PAGE:
== == ==

On Tue, Oct 22, 2002 at 04:52:16PM +0100, Adam Back wrote:
So they disclaim in the talk announce that Palladium is not intended to be secure against hardware attacks:
| "Palladium" is not designed to provide defenses against | hardware-based attacks that originate from someone in control of the | local machine.
so one can't criticise the implementation of their threat model -- it indeed isn't secure against hardware based attacks.
But I'm questioning the validity of the threat model as a realistic and sensible balance of practical security defenses.
Providing almost no hardware defenses while going to extra-ordinary efforts to provide top notch software defenses doesn't make sense if the machine owner is a threat.

== == ==

LISTED ENTRIES:
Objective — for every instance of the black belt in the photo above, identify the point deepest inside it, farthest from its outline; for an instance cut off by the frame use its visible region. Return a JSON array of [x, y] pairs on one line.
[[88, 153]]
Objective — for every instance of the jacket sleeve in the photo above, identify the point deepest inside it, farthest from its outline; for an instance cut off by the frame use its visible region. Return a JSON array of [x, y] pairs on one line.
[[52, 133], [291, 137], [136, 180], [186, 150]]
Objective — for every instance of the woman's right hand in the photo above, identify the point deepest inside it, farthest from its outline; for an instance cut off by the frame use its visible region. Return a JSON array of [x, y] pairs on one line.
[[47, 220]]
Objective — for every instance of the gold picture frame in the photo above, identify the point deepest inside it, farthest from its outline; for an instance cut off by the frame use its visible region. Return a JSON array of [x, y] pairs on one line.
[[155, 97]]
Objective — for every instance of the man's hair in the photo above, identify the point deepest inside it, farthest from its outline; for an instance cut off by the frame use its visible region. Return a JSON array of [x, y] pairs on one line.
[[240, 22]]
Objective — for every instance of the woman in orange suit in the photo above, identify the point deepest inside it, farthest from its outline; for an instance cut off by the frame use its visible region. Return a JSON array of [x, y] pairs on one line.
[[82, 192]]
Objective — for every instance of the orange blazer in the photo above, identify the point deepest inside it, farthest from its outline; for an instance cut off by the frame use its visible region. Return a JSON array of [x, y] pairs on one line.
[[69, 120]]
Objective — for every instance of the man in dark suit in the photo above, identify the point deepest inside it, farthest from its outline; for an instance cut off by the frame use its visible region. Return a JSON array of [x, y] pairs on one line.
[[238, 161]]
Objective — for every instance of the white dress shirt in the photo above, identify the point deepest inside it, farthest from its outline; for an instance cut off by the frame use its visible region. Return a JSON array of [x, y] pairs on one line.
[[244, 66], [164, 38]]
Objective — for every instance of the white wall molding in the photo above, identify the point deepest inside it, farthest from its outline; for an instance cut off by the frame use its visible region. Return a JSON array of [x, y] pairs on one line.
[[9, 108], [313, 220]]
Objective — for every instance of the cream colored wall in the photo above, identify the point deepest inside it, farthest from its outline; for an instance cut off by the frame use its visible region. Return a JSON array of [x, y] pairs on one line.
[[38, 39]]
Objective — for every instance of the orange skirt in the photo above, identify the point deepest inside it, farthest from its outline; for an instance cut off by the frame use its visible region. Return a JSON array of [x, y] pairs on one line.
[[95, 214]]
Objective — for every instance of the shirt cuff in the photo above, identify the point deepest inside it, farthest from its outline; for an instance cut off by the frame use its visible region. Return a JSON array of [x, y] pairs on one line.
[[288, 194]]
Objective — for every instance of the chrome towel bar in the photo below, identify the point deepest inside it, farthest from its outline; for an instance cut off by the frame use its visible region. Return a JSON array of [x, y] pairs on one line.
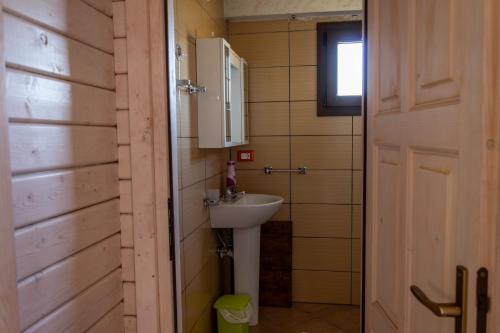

== == ==

SET PROBLEM: Output the passage of the Palladium post from "On Tue, Oct" to "hardware based attacks.", copied word for word.

EXERCISE SOLUTION:
On Tue, Oct 22, 2002 at 04:52:16PM +0100, Adam Back wrote:
So they disclaim in the talk announce that Palladium is not intended to be secure against hardware attacks:
| "Palladium" is not designed to provide defenses against | hardware-based attacks that originate from someone in control of the | local machine.
so one can't criticise the implementation of their threat model -- it indeed isn't secure against hardware based attacks.